WORK TO BE COMPLETED
Set down only these lines, exactly: the line containing "young corn seedling -> point" and all lines through the end of the data below. Omit pictures.

Natural-language object grounding data

□ □ □ □

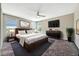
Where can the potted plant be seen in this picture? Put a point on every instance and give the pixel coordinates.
(70, 34)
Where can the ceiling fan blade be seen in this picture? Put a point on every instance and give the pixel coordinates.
(41, 15)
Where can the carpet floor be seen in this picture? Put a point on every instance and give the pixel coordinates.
(20, 51)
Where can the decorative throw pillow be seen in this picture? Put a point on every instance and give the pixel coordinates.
(22, 32)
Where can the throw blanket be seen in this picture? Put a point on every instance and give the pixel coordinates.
(61, 48)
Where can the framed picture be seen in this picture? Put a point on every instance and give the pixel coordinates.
(24, 24)
(77, 27)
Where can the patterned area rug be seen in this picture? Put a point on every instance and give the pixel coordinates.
(7, 49)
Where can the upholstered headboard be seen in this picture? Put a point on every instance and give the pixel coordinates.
(17, 29)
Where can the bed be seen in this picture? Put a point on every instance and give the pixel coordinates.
(31, 40)
(61, 48)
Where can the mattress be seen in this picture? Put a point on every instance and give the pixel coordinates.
(61, 48)
(35, 38)
(30, 38)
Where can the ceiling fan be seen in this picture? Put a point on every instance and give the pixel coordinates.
(38, 14)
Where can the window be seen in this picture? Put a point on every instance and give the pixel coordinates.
(10, 23)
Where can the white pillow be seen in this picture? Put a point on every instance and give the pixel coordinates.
(30, 31)
(22, 32)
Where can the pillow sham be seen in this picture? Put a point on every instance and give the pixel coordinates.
(22, 32)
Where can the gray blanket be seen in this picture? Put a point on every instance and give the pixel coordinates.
(61, 48)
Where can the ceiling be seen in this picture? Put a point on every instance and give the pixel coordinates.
(29, 10)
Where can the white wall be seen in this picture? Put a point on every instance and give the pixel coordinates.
(7, 17)
(66, 21)
(0, 29)
(76, 17)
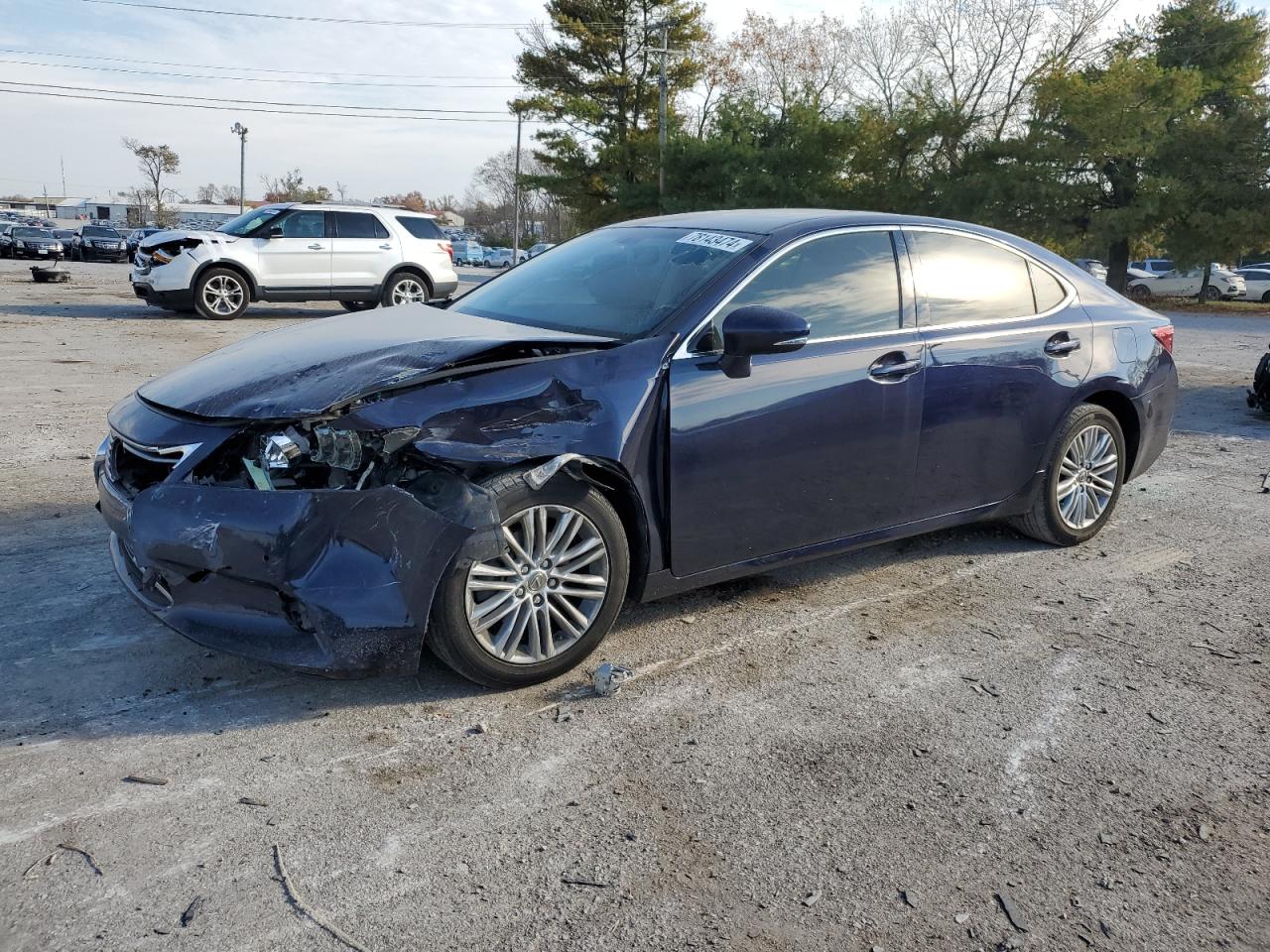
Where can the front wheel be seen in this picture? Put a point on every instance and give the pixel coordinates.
(221, 295)
(405, 290)
(1082, 480)
(548, 602)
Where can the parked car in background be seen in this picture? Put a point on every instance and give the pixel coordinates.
(1222, 284)
(35, 243)
(1153, 266)
(470, 253)
(657, 407)
(359, 255)
(1092, 266)
(140, 235)
(1257, 282)
(98, 243)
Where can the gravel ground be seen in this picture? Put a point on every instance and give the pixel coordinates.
(961, 742)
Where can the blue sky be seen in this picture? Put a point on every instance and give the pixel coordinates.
(372, 158)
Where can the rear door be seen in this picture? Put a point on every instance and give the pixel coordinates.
(363, 253)
(1007, 344)
(816, 444)
(298, 261)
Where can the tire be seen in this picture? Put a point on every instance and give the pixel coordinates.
(221, 295)
(456, 642)
(1049, 520)
(405, 289)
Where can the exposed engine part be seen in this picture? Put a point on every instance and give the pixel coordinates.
(282, 449)
(340, 449)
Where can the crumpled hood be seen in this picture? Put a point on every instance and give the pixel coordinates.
(163, 238)
(308, 368)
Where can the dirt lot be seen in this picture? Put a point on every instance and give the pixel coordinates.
(858, 753)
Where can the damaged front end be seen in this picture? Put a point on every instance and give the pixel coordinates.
(313, 546)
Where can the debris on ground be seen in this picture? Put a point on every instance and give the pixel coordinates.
(193, 909)
(608, 678)
(1011, 912)
(317, 915)
(143, 778)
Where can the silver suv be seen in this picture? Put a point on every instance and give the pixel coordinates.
(359, 255)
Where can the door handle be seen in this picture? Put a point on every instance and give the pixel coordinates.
(893, 367)
(1061, 344)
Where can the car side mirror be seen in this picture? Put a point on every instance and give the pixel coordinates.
(753, 330)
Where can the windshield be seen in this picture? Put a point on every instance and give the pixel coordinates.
(252, 220)
(613, 282)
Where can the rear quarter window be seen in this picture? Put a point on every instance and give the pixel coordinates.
(421, 227)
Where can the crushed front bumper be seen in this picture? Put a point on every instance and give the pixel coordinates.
(327, 581)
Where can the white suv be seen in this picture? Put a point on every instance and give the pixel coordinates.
(359, 255)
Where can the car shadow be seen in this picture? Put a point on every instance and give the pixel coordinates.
(141, 311)
(84, 658)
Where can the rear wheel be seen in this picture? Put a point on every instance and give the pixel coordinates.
(548, 602)
(1082, 480)
(221, 295)
(405, 289)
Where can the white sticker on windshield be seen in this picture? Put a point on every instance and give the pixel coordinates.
(708, 239)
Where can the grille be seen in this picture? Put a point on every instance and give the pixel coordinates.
(136, 467)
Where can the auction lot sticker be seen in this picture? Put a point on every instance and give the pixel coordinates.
(708, 239)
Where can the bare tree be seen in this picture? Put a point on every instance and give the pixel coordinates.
(155, 163)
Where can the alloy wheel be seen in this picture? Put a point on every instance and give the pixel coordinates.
(1087, 477)
(222, 295)
(540, 597)
(408, 291)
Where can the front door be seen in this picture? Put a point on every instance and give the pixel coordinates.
(817, 444)
(296, 261)
(365, 252)
(1007, 345)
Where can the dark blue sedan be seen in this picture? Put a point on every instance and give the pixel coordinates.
(651, 408)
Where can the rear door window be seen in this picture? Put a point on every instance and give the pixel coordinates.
(359, 225)
(421, 227)
(841, 285)
(968, 281)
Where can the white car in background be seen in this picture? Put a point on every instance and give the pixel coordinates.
(1222, 284)
(359, 255)
(1257, 281)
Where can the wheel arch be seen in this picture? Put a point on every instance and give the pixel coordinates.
(411, 268)
(1120, 407)
(241, 271)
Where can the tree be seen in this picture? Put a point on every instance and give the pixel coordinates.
(157, 162)
(1218, 154)
(592, 72)
(291, 188)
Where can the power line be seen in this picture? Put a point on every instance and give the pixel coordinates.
(248, 108)
(234, 68)
(431, 24)
(262, 79)
(253, 102)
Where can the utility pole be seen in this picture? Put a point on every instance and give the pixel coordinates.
(516, 213)
(662, 85)
(239, 130)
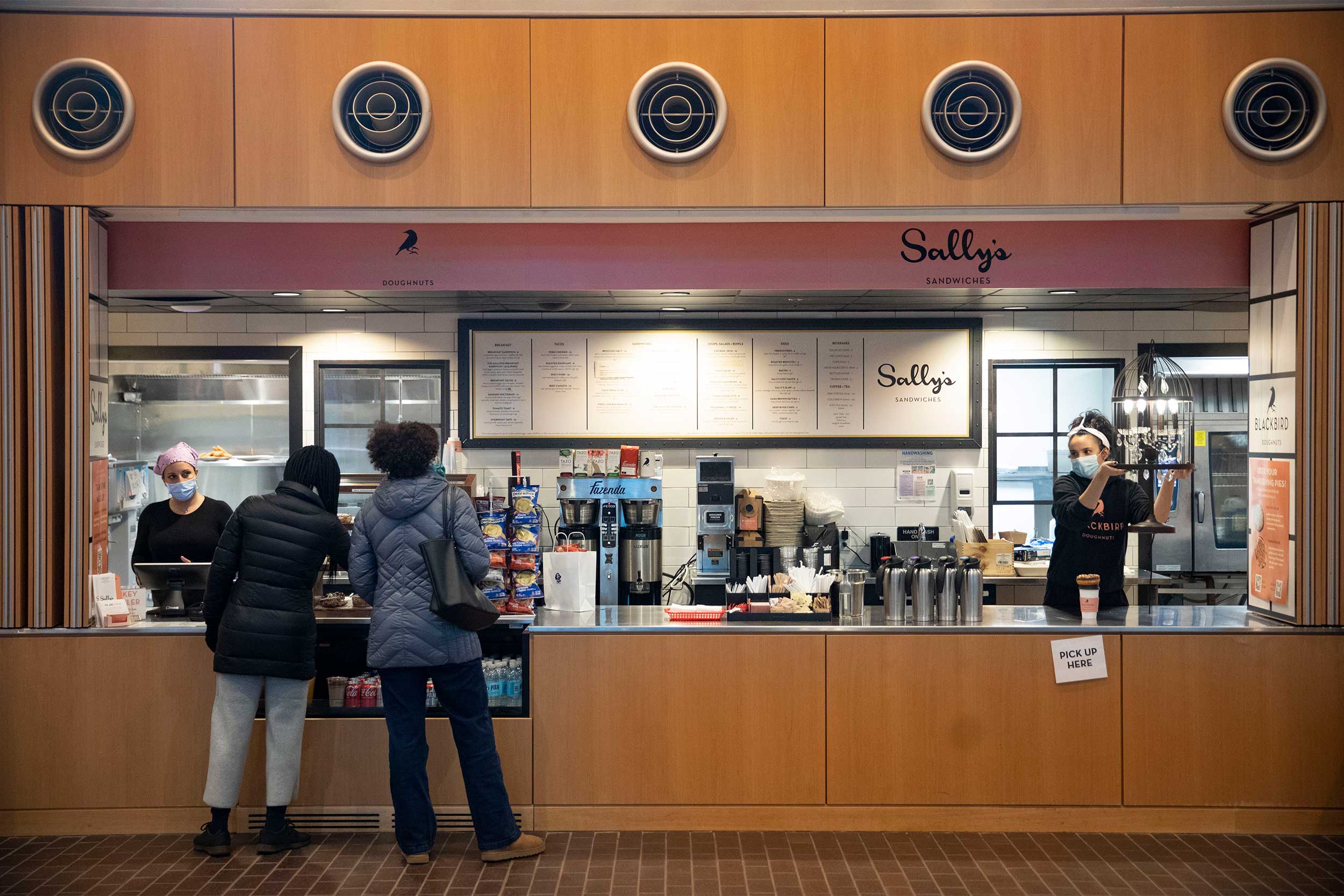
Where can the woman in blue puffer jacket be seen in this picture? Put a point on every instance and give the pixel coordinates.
(409, 645)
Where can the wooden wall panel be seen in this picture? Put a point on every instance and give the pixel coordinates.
(968, 719)
(104, 722)
(679, 719)
(1068, 152)
(1270, 700)
(772, 76)
(179, 70)
(476, 71)
(1178, 69)
(345, 763)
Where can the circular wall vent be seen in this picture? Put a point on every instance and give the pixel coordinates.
(82, 108)
(972, 111)
(676, 112)
(1275, 109)
(381, 112)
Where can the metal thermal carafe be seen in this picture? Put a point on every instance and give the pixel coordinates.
(641, 553)
(894, 580)
(714, 518)
(923, 589)
(947, 589)
(971, 586)
(606, 494)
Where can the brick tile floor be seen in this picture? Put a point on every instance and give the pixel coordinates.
(694, 864)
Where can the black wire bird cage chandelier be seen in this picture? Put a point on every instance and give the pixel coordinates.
(1154, 409)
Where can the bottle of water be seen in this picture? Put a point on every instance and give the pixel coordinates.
(515, 683)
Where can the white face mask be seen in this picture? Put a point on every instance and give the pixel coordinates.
(1086, 467)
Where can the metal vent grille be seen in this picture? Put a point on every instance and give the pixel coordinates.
(381, 112)
(678, 112)
(1275, 109)
(972, 111)
(82, 108)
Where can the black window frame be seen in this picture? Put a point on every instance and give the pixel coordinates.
(320, 425)
(1052, 364)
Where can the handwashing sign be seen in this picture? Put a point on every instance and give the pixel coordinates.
(1080, 658)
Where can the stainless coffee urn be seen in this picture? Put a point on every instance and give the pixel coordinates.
(971, 586)
(923, 589)
(947, 589)
(896, 589)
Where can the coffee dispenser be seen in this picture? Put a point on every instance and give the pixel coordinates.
(609, 532)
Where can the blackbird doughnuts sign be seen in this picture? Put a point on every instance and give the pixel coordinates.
(734, 383)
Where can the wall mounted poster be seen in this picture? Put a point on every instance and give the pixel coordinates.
(730, 385)
(1270, 519)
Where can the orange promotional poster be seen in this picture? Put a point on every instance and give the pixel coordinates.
(1270, 512)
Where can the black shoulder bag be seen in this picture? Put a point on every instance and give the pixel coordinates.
(455, 597)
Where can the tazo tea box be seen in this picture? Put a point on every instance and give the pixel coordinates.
(596, 462)
(630, 460)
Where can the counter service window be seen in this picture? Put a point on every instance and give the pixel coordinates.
(1031, 405)
(353, 397)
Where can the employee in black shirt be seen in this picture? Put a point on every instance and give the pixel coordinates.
(1095, 507)
(184, 528)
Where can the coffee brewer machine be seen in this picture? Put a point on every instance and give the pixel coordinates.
(714, 519)
(620, 519)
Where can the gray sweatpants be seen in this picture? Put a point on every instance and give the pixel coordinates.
(230, 731)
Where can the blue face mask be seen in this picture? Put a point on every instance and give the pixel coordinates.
(182, 491)
(1086, 467)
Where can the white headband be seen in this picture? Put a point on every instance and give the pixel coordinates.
(1090, 431)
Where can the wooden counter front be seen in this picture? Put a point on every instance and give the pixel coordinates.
(968, 719)
(1234, 720)
(654, 719)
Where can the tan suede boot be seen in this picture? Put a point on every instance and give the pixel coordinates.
(520, 848)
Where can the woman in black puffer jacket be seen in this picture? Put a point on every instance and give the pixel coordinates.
(260, 623)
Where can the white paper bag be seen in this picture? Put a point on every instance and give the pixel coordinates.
(570, 580)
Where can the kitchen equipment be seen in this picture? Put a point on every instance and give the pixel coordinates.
(880, 548)
(971, 589)
(578, 512)
(896, 589)
(714, 518)
(947, 587)
(923, 589)
(855, 582)
(606, 535)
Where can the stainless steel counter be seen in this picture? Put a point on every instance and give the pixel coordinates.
(998, 620)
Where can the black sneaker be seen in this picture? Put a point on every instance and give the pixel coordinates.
(210, 841)
(276, 841)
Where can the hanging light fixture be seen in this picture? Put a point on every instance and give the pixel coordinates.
(1154, 409)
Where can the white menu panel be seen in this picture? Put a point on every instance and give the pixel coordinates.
(877, 383)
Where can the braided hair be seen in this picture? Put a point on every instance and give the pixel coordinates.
(318, 469)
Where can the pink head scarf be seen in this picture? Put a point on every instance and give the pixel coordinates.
(178, 453)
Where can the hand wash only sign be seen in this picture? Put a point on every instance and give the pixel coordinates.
(1080, 658)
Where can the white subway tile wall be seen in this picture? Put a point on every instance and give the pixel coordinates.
(863, 478)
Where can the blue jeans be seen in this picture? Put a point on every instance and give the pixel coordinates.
(461, 691)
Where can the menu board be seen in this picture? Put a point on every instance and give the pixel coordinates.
(907, 386)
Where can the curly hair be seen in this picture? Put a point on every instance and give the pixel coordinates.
(402, 450)
(1095, 420)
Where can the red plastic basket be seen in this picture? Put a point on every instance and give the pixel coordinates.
(681, 614)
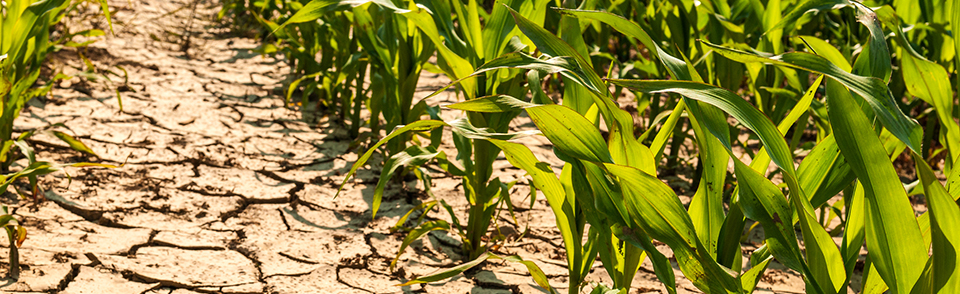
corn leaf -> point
(944, 219)
(873, 90)
(891, 229)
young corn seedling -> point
(464, 46)
(25, 30)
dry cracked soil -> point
(226, 190)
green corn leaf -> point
(437, 225)
(106, 13)
(677, 67)
(762, 201)
(955, 24)
(807, 6)
(460, 68)
(874, 59)
(944, 219)
(425, 206)
(854, 234)
(73, 142)
(317, 8)
(535, 272)
(412, 156)
(570, 132)
(553, 46)
(824, 172)
(750, 278)
(823, 255)
(892, 230)
(659, 212)
(762, 160)
(418, 126)
(873, 90)
(492, 104)
(953, 180)
(927, 80)
(729, 102)
(546, 181)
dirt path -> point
(226, 191)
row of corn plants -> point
(26, 38)
(836, 92)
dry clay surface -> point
(225, 190)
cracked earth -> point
(225, 190)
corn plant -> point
(622, 185)
(25, 30)
(715, 54)
(461, 47)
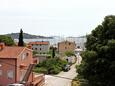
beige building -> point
(66, 46)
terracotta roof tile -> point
(10, 52)
(43, 43)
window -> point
(35, 48)
(10, 74)
(0, 72)
(69, 43)
(23, 56)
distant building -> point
(66, 46)
(16, 64)
(40, 46)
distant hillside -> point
(26, 36)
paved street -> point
(56, 81)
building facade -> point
(41, 47)
(66, 46)
(16, 64)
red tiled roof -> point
(42, 43)
(10, 52)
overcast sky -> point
(53, 17)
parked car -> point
(15, 84)
(66, 67)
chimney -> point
(2, 46)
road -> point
(58, 81)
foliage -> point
(50, 66)
(35, 52)
(7, 40)
(98, 65)
(21, 42)
(69, 53)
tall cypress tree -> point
(21, 42)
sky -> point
(53, 17)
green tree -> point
(7, 40)
(21, 42)
(98, 65)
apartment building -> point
(66, 46)
(40, 46)
(16, 64)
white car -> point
(15, 85)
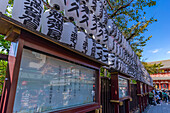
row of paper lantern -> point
(118, 51)
(101, 36)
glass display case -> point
(123, 87)
(47, 83)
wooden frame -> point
(32, 41)
(115, 92)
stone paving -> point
(159, 108)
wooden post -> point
(127, 105)
(115, 90)
(139, 95)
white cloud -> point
(155, 51)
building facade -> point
(161, 80)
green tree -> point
(130, 17)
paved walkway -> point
(162, 108)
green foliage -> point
(3, 67)
(4, 45)
(152, 68)
(102, 73)
(130, 17)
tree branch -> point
(110, 4)
(48, 6)
(121, 7)
(131, 36)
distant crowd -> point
(158, 96)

□ □ □ □

YOUR RESPONSE
young corn seedling -> point
(464, 46)
(25, 30)
dry cracked soil -> point
(226, 190)
green corn leaf -> point
(437, 225)
(106, 13)
(677, 67)
(762, 201)
(955, 24)
(807, 6)
(460, 68)
(874, 59)
(944, 219)
(425, 206)
(854, 234)
(73, 142)
(317, 8)
(535, 272)
(412, 156)
(570, 132)
(553, 46)
(824, 172)
(750, 278)
(823, 255)
(892, 230)
(659, 212)
(762, 160)
(418, 126)
(873, 90)
(492, 104)
(953, 180)
(927, 80)
(729, 102)
(546, 181)
dirt path -> point
(226, 191)
row of corn plants -> point
(26, 38)
(836, 92)
dry clay surface -> point
(225, 190)
cracked earth -> point
(225, 190)
corn plant -> point
(622, 185)
(25, 30)
(715, 54)
(461, 47)
beige building -> point
(66, 46)
terracotta roof tile -> point
(10, 52)
(43, 43)
window -> point
(35, 48)
(10, 74)
(0, 72)
(69, 43)
(23, 56)
distant building -> point
(66, 46)
(16, 64)
(40, 46)
distant hillside -> point
(26, 36)
paved street -> point
(56, 81)
building facade -> point
(41, 47)
(66, 46)
(16, 64)
red tiled roof -> point
(42, 43)
(10, 52)
overcast sky -> point
(53, 17)
parked car -> point
(15, 84)
(66, 67)
chimney -> point
(2, 46)
road -> point
(58, 81)
foliage -> point
(50, 66)
(35, 52)
(7, 40)
(98, 65)
(21, 42)
(69, 53)
tall cypress tree -> point
(21, 42)
sky -> point
(53, 17)
green tree -> point
(7, 40)
(21, 42)
(98, 65)
apartment building -> point
(66, 46)
(40, 46)
(16, 64)
white car -> point
(15, 85)
row of paper lantern -> point
(118, 51)
(101, 36)
glass display case -> point
(123, 87)
(47, 83)
wooden frame -> point
(32, 41)
(115, 92)
stone paving -> point
(159, 108)
wooden post -> point
(127, 105)
(115, 90)
(139, 95)
white cloud -> point
(155, 51)
building facade -> point
(161, 80)
green tree -> point
(130, 17)
paved walkway -> point
(162, 108)
green foliage -> point
(3, 67)
(4, 45)
(152, 68)
(102, 73)
(130, 17)
tree branch -> point
(110, 4)
(48, 6)
(121, 7)
(131, 36)
distant crowd -> point
(158, 96)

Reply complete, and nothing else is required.